Activity: Using the data below, work out how many of its lines contain "lamp", and give that number with nothing added.

***** Available data *****

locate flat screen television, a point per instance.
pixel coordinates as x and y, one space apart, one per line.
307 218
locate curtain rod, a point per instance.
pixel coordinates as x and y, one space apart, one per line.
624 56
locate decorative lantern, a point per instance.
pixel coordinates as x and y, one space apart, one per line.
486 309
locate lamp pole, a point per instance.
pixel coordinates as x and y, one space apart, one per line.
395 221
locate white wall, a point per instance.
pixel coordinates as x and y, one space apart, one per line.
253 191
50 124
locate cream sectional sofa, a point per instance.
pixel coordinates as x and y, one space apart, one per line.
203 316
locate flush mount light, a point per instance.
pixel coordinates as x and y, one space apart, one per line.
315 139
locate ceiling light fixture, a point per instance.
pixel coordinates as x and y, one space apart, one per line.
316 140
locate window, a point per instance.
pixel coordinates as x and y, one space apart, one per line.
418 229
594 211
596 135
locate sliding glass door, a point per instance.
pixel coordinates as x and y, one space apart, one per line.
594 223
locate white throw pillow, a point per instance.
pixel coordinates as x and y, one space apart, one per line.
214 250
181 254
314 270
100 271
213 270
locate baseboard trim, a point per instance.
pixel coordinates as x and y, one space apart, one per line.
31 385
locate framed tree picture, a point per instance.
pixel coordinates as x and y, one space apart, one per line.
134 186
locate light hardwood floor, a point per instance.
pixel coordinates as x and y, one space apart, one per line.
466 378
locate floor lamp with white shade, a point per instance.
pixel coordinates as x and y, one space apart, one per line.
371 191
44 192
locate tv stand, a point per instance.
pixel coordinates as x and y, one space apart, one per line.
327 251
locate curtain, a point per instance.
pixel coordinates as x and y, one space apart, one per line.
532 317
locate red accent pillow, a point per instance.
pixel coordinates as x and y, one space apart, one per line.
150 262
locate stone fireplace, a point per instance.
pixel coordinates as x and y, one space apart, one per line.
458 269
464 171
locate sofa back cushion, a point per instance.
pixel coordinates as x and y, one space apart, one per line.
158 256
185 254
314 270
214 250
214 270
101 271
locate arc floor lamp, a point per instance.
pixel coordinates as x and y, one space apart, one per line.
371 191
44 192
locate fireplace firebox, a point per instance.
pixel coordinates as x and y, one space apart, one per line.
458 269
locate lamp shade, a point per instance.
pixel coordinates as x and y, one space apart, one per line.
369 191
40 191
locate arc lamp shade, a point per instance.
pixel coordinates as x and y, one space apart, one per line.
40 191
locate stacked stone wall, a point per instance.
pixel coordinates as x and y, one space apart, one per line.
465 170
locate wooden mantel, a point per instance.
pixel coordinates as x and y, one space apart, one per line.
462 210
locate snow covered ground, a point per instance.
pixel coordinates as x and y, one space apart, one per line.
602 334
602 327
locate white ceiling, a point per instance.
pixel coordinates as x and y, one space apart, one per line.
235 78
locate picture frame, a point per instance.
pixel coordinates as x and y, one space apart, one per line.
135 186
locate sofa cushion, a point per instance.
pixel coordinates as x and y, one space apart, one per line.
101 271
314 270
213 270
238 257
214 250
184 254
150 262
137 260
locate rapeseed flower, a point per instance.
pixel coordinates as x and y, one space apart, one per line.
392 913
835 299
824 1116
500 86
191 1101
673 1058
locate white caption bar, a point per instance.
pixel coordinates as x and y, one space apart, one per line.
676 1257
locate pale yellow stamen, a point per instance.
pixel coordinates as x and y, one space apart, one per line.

*****

Output below: 5